> _DOCUMENT TEXT_:
■ ■ ■
A breakup can be devastating or unexpected. It may be a long time coming and for the best. You may feel relieved or betrayed in its wake. But, regardless of the context surrounding a breakup, one thing is constant: it hurts, and it’s hard to heal from. Psychology explains why it’s so difficult to recover after a breakup.
1. You’ve Lost Your Primary Source Of Support in the Breakup
In a healthy relationship, you have multiple sources of emotional support in your life. That support system will be instrumental in your journey to healing from a breakup and can make the trip easier.
But, even then, few can deny that their most significant source of support is their partner. After all, in most committed, serious relationships, you spend most of your time with your partner, especially if you live with them or spend a lot of time in each other’s home.
When you break up with someone, you lose their support just as you enter a challenging period in your life. This entire time, you’ve been able to come to that person for support and love when you needed it. And now that you’re nursing a broken heart, they’re out of the picture, and you can’t go to them anymore!
If you’ve gotten used to your former partner’s undying support, you’ll now feel even more vulnerable without it. This can make things feel even more raw and painful as you struggle to pick something up. Sure, you’ll have external support from other loved ones in your life, but the vulnerability you shared with your partner will likely be the kind of support you missed most.
On top of that, less healthy relationships may have an unhealthy attachment, causing you to rely too much on your partner for your happiness and emotional health. This can make healing even more difficult. The breakup could have removed your only source of support or the person who acted as your coping mechanism.
In the case of less healthy relationships, it’s ultimately a good thing for a breakup to happen. But the harmful patterns developed in that relationship can further worsen your attempts to get better, as your overreliance on a former partner makes you unable to regulate how you feel.
■ ■ ■
> _INFORMATION GIVEN_:
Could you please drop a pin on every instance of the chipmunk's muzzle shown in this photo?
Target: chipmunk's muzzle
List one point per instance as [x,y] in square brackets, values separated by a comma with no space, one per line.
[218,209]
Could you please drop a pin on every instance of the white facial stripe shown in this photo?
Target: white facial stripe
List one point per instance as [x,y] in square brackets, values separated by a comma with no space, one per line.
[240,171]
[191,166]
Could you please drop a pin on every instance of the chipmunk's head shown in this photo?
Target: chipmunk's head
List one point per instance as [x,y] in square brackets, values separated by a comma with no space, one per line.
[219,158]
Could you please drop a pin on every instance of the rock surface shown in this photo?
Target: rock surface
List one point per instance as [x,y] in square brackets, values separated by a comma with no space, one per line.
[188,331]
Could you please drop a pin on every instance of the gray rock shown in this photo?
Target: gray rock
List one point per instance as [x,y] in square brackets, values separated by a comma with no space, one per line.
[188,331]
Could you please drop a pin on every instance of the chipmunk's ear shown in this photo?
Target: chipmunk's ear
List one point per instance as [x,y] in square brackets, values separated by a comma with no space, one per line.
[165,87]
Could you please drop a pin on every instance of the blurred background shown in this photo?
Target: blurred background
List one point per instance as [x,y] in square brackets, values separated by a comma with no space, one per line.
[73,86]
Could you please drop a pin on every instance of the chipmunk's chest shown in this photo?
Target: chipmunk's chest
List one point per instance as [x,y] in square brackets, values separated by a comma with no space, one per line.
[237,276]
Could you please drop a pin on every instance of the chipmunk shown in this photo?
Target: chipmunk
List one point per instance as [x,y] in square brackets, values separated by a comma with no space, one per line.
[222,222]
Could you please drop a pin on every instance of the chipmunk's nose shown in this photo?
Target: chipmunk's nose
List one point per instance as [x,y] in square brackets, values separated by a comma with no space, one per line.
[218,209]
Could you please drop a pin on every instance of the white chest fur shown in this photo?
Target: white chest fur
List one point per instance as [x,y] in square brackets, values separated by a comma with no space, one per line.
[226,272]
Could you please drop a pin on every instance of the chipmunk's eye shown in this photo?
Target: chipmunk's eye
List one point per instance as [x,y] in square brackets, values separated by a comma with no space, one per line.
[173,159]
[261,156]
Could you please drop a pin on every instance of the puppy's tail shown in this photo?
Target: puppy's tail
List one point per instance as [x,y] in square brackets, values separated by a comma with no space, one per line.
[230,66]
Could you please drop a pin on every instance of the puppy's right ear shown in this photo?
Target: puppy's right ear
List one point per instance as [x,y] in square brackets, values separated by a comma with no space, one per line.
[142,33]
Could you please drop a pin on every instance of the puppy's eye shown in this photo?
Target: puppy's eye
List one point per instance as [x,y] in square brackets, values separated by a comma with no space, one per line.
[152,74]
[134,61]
■ ■ ■
> _WHAT YOU NEED TO DO_:
a - Answer these questions from the breakup text, one line each:
(i) Who does the text say is most people's most significant source of support?
(ii) What may less healthy relationships have that causes you to rely too much on your partner?
(iii) What kind of support will likely be the one you miss most?
b - Echo the breakup text word for word from "On top of that, less" up to and including "how you feel.".
c - Decide whether each statement agrees with the breakup text, answering yes or no and quoting the words that settle it:
(i) A breakup hurts no matter what its context.
(ii) After a breakup, you will have no support from other loved ones.
(iii) For less healthy relationships, a breakup is ultimately a bad thing.

> _SOLUTIONS FOR EACH TASK_:
a -
(i) Their partner.
(ii) An unhealthy attachment.
(iii) The vulnerability you shared with your partner.

b -
On top of that, less healthy relationships may have an unhealthy attachment, causing you to rely too much on your partner for your happiness and emotional health. This can make healing even more difficult. The breakup could have removed your only source of support or the person who acted as your coping mechanism.
In the case of less healthy relationships, it’s ultimately a good thing for a breakup to happen. But the harmful patterns developed in that relationship can further worsen your attempts to get better, as your overreliance on a former partner makes you unable to regulate how you feel.

c -
(i) Yes: "regardless of the context surrounding a breakup, one thing is constant: it hurts"
(ii) No: "Sure, you’ll have external support from other loved ones in your life"
(iii) No: "In the case of less healthy relationships, it’s ultimately a good thing for a breakup to happen."